Постановка задачи A
Перепишите без изменений строки набора данных: от строки с «Question. Place one point on every instance of the pile» до строки с «x=162 y=128» включительно.

# БЁЛЬМАН, КУСЯКОВ



## bayanika (22 Июн 2010)

Существует ещё какое-либо переложение ГОТИЧЕСКОЙ СЮИТЫ БЁЛЬМАНА, кроме того, что представлено в архиве?
Ещё один вопрос: кто такой Кусяков и какие у него есть звучные произведения крупной формы?


----------



## Artem1866 (23 Июн 2010)

Если вы учились или учитесьв муз училище-жолжны знать кто такой Кусяков- это как бы пианист спросил -" А какие концерты есть у Рахманинова для фортепиано?"


----------



## vova (23 Июн 2010)

Artem1866 писал:


> -" А какие концерты есть у Рахманинова для фортепиано?"


я бы даже так ответил: """ А кто такой Рахманинов, и есть ли у него чего-нибудь для...а...! - ну смысле на чем я играю))"""

Конечно есть! 3 сюиты "времена года-времена жизни" зимние зарисовки, осенние пейзажи и весенние картины, зарисовки о лете кусяков не успел написать, хотя они были в планах, затем партита, дивертисмент, лики уходящего времени в 12 частях, три миниатюры, 7! сонат, концерт для баяна и камерного оркестра, прощания, и все пожалуй! На баяне все звучит прекрасно, Как концерты рахманинова на...))


----------



## lex111 (23 Июн 2010)

Ну понеслось, все оживились... Ну не знает девушка, кто такой Кусяков. Будьте японцами (тем более объясняете девушке): вежливо и без демонстрации своего превосходства поделитесь знанием... Тоже мне, эксперты...


----------



## vova (23 Июн 2010)

Это мужчина! посмотри профиль!


----------



## lex111 (23 Июн 2010)

Аааа! Вот это я "ошибся"! Мужики, бей его! С ума сойти, не знать кто такой Кусяков!


----------



## vova (23 Июн 2010)

:dash:


----------

Строки из набора данных с разметкой точками
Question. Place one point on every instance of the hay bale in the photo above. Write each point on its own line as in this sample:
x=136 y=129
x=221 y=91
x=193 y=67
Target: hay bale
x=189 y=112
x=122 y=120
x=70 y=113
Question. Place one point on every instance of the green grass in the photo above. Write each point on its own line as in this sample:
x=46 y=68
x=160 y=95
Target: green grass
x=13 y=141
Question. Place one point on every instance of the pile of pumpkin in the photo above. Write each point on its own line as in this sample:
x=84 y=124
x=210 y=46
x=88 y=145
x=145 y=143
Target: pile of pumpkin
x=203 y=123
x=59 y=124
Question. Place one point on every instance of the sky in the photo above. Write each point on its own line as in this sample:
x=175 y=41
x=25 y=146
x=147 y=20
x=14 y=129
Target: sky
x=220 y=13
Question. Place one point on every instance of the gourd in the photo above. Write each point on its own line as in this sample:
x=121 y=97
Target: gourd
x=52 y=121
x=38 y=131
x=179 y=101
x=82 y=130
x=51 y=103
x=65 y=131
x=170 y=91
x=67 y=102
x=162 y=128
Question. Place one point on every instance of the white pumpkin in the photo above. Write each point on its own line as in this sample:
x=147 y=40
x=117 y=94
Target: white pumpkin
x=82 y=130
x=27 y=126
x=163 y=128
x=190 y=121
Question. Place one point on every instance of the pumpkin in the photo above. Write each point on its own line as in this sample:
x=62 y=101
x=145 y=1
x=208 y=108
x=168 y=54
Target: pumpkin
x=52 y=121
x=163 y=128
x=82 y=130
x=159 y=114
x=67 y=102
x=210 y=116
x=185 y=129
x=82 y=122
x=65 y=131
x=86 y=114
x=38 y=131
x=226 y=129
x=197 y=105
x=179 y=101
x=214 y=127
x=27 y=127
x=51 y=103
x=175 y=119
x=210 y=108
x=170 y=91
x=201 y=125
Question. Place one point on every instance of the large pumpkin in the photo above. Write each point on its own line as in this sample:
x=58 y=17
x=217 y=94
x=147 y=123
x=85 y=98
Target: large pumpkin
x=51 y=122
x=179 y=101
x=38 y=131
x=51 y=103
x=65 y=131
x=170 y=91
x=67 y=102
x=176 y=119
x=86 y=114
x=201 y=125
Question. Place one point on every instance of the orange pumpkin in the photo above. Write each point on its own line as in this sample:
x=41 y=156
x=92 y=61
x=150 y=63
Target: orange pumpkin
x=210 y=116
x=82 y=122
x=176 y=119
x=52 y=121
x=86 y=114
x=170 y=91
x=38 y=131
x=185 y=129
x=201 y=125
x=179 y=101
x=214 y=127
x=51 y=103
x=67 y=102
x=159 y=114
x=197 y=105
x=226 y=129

Постановка задачи B
Пожалуйста, определите, согласуется ли с извлечённым текстом каждое из утверждений (i)–(iii). На каждое ответьте «да» или «нет» и приведите точную цитату, которая это решает.
(i) По словам vova, у Кусякова семь сонат.
(ii) Кусяков дописал зарисовки о лете.
(iii) vova утверждает, что задавший вопрос — девушка.

Готовый ответ A
Question. Place one point on every instance of the pile of pumpkin in the photo above. Write each point on its own line as in this sample:
x=84 y=124
x=210 y=46
x=88 y=145
x=145 y=143
Target: pile of pumpkin
x=203 y=123
x=59 y=124
Question. Place one point on every instance of the sky in the photo above. Write each point on its own line as in this sample:
x=175 y=41
x=25 y=146
x=147 y=20
x=14 y=129
Target: sky
x=220 y=13
Question. Place one point on every instance of the gourd in the photo above. Write each point on its own line as in this sample:
x=121 y=97
Target: gourd
x=52 y=121
x=38 y=131
x=179 y=101
x=82 y=130
x=51 y=103
x=65 y=131
x=170 y=91
x=67 y=102
x=162 y=128

Готовый ответ B
(i) Да: «7! сонат».
(ii) Нет: «зарисовки о лете кусяков не успел написать».
(iii) Нет: «Это мужчина!».